- [Source information]:
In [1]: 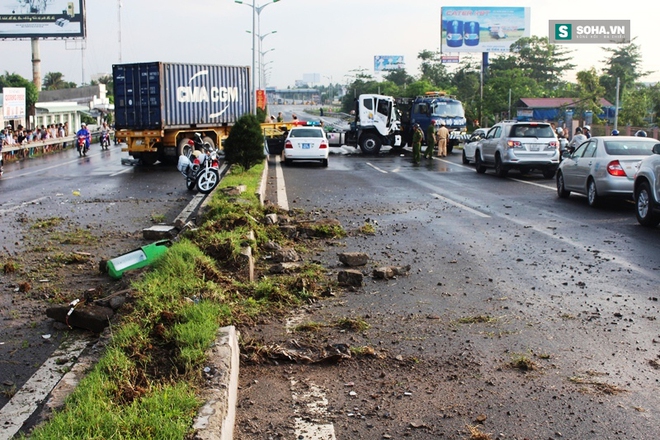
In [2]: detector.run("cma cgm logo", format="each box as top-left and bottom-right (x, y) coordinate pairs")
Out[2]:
(176, 70), (240, 104)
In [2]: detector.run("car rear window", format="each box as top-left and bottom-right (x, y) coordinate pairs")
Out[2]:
(604, 140), (657, 156)
(509, 124), (555, 138)
(289, 128), (324, 138)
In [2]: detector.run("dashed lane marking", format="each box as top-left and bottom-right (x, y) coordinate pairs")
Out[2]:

- [Exercise aim]: Return all the data exactly, pictures omitted.

- [Solution to this task]:
In [1]: 
In [2]: detector.run("cma cgm logo", format="each box as top-left and bottom-right (x, y) coordinate pairs")
Out[2]:
(176, 70), (240, 104)
In [2]: detector.run("car rear window", format="each box as top-left and bottom-right (x, y) coordinate pairs")
Out[2]:
(604, 140), (657, 156)
(509, 124), (555, 138)
(289, 128), (324, 138)
In [2]: detector.run("dashed lane marking", format="each box as top-left and bottom-right (x, y) coordinate pairs")
Out[2]:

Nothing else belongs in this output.